TASK OBJECTIVE: Could you write out the entries again, starting with the first line and going on through the line containing "[[[97,55],[81,57],[80,73],[100,73],[99,59]]]", keeping every request and other line as it is but offsetting each polygon vertex coordinate in the answers by adding 89?
========================================
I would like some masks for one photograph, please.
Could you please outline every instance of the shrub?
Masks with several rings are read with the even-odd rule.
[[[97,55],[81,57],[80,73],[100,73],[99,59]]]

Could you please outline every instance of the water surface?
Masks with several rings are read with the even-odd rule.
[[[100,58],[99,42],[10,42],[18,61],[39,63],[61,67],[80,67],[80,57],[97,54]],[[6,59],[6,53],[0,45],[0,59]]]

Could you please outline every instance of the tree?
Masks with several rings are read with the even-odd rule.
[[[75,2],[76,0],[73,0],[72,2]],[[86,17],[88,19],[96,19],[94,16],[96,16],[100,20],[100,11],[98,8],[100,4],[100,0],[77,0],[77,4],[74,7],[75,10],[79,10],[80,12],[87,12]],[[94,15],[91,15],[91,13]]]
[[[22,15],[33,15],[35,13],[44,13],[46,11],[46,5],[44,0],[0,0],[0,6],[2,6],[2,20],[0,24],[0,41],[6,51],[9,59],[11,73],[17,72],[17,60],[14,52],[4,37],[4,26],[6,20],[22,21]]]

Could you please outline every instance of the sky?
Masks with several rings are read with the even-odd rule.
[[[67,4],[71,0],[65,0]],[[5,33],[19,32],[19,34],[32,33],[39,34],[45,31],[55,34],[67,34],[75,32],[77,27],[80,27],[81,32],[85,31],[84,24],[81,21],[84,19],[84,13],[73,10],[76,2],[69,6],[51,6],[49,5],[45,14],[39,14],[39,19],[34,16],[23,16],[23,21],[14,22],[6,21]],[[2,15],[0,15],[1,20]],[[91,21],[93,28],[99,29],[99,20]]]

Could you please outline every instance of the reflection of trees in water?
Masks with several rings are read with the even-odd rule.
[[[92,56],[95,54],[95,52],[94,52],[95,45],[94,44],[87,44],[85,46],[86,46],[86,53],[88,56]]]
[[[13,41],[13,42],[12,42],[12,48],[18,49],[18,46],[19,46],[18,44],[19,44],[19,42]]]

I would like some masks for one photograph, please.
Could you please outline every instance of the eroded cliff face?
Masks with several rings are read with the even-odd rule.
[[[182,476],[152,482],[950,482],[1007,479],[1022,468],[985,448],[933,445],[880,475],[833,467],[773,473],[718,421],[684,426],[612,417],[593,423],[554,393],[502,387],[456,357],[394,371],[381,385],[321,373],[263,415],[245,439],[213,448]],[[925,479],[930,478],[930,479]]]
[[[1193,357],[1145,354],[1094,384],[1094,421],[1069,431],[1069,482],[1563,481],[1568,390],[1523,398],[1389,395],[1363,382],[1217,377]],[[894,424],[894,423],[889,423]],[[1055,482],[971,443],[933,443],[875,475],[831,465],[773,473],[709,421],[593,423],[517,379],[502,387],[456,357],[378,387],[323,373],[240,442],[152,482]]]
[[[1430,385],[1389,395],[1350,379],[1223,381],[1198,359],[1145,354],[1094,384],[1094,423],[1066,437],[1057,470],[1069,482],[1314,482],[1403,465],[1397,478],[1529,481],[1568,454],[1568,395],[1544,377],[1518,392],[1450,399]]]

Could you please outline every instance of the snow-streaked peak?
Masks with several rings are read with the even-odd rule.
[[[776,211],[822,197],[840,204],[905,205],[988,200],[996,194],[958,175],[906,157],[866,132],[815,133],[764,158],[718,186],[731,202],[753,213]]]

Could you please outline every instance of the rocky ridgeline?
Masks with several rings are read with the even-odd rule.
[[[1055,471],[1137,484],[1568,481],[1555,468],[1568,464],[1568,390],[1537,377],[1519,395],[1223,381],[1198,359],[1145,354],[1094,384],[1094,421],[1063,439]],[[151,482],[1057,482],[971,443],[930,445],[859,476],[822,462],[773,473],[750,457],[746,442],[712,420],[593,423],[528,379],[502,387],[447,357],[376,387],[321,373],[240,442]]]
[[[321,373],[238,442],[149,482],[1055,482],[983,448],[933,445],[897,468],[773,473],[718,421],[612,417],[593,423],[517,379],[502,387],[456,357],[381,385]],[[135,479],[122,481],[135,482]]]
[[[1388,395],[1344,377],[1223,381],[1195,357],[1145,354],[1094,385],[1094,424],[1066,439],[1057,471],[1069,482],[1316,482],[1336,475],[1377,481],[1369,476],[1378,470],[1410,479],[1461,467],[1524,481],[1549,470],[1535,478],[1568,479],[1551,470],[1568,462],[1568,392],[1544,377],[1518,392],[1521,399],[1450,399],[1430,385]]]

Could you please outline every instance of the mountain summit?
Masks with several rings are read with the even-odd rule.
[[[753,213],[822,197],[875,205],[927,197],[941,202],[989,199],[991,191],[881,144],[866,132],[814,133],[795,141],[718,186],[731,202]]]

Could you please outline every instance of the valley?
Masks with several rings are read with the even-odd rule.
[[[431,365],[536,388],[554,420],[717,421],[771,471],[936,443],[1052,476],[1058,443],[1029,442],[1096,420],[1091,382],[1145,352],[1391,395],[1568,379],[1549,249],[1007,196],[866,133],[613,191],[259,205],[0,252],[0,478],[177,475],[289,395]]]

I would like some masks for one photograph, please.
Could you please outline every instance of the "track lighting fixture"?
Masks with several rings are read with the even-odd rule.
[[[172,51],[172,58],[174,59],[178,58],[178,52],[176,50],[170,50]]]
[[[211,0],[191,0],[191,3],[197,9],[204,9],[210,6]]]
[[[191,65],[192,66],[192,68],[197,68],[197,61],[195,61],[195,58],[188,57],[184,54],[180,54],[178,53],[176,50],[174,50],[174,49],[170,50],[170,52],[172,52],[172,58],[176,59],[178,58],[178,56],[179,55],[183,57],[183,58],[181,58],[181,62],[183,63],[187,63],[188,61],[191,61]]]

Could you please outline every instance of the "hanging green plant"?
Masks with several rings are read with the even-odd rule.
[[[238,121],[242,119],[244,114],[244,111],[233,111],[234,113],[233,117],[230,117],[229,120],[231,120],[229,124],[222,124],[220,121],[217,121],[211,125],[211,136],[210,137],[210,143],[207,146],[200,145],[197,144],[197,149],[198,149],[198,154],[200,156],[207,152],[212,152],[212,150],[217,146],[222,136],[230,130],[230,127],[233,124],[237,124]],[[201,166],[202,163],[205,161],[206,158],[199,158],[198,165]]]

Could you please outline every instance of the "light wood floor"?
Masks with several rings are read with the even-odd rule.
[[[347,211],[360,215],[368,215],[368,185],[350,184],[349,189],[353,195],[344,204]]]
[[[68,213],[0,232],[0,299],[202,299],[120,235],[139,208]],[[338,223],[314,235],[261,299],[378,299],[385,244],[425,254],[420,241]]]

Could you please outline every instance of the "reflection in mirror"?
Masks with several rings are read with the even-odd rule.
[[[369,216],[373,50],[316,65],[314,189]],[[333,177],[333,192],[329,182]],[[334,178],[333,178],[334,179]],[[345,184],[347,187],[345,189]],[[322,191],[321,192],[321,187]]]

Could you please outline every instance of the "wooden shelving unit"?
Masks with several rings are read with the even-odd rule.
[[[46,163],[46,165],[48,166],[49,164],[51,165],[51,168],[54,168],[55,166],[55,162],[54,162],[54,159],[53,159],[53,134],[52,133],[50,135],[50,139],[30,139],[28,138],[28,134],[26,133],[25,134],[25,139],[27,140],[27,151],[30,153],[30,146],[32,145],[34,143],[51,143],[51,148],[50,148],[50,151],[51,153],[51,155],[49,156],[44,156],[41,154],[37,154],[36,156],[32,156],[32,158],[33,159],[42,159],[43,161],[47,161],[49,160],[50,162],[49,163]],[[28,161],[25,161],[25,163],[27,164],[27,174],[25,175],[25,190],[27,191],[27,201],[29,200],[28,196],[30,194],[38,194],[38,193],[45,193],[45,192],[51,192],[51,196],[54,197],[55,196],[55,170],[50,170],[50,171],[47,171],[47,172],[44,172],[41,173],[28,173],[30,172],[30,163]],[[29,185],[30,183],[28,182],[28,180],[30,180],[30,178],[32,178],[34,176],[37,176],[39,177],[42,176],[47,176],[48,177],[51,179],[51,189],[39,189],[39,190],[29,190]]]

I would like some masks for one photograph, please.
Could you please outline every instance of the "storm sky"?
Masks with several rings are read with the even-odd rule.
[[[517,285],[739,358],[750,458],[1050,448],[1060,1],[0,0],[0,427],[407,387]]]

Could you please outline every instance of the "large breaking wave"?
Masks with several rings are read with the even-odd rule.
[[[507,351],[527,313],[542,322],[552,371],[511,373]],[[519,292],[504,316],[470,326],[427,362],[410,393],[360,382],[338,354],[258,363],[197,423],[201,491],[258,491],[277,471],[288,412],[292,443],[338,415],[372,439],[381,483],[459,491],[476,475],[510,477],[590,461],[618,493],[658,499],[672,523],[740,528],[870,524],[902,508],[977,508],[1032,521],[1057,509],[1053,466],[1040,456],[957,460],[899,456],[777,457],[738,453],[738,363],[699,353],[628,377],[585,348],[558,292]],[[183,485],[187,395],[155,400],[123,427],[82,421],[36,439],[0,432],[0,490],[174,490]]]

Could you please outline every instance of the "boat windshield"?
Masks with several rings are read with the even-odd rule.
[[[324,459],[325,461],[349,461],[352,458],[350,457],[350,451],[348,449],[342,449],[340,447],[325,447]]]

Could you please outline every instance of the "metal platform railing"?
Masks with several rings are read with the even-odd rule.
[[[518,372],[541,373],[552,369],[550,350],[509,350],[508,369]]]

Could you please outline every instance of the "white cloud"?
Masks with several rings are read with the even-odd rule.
========================================
OUTPUT OF THE EXERCISE:
I would like some masks for one photograph, please.
Could you please outline every instance of the shrub?
Masks with several rings are read with the even-odd rule.
[[[186,144],[170,146],[169,162],[189,162],[188,148]]]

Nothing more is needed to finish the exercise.